Exercise prompt :: Please render the records as a numbered list, from the line containing "target: overcast white sky" through the end of the records, both ends included. Leave out blank lines.

## Start Data listing

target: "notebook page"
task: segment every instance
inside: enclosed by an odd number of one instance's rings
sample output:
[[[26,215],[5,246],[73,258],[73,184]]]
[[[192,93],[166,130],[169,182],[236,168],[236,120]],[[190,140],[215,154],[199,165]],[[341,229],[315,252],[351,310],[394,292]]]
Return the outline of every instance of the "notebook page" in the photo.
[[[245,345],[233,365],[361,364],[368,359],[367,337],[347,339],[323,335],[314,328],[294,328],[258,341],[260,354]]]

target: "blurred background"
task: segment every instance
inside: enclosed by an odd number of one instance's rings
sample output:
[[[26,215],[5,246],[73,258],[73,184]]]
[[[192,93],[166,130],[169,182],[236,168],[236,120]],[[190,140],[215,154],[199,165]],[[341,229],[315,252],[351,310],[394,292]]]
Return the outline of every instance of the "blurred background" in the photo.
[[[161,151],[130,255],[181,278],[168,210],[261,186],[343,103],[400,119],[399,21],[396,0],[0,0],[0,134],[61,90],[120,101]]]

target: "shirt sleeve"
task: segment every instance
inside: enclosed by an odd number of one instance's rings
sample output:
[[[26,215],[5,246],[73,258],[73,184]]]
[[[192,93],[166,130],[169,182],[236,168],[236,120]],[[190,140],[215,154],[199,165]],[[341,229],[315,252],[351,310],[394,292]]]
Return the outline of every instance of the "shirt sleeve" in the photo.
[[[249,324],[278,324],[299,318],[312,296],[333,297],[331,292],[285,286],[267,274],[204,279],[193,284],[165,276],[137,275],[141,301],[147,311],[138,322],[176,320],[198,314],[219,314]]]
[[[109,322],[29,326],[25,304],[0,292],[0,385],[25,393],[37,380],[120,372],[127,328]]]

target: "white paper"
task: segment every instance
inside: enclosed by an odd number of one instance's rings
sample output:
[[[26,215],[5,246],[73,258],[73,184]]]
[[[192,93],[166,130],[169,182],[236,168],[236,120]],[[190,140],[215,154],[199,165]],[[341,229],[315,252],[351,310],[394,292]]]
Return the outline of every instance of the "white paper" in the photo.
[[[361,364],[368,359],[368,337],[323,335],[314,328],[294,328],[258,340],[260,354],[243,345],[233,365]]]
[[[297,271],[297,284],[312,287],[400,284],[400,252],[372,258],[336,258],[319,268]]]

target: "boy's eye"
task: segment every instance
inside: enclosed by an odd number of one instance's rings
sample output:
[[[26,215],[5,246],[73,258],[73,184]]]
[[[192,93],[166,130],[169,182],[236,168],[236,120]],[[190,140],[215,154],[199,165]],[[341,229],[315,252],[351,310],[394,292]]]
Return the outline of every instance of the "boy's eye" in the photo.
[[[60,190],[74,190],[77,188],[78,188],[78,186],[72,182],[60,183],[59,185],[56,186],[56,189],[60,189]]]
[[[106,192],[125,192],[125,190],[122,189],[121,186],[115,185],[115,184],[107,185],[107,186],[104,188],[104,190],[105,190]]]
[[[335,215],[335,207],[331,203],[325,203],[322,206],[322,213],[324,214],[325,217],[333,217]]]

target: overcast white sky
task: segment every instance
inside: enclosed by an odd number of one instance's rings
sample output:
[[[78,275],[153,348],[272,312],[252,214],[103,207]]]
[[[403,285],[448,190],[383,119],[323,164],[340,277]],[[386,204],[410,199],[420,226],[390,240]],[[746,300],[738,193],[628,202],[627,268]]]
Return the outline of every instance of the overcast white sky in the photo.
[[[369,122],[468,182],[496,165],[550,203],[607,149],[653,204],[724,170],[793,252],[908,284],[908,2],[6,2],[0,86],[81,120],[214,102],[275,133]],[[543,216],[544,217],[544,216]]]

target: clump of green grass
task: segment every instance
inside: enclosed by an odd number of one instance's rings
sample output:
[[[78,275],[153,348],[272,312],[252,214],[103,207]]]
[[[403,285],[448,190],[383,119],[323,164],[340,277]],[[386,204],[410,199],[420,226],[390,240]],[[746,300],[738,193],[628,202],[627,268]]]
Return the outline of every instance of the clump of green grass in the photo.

## End Data listing

Complete response ::
1. target: overcast white sky
2. task: segment every instance
3. inside: enclosed by an odd number of one instance's rings
4. sample output:
5. [[[78,275],[153,348],[272,312],[252,214],[103,207]]]
6. [[[403,285],[448,190],[383,119],[323,164],[340,277]],[[386,204],[410,199],[420,226],[390,240]],[[746,300],[738,193],[628,202],[627,268]]]
7. Return the outline of every instance of the overcast white sky in the photo.
8. [[[369,122],[468,182],[496,165],[550,203],[607,149],[653,204],[724,170],[793,252],[908,284],[908,2],[6,2],[0,86],[81,120],[214,102],[275,133]],[[543,216],[544,217],[544,216]]]
9. target: clump of green grass
10. task: segment every instance
11. inside: enclosed by an odd number of one instance's rings
12. sample output:
13. [[[78,275],[153,348],[272,312],[252,214],[103,207]]]
14. [[[403,285],[448,190],[383,119],[323,164],[340,277]],[[386,204],[410,199],[420,226],[390,240]],[[746,300],[738,193],[628,202],[627,268]]]
15. Return the outline of every instance of the clump of green grass in the photo.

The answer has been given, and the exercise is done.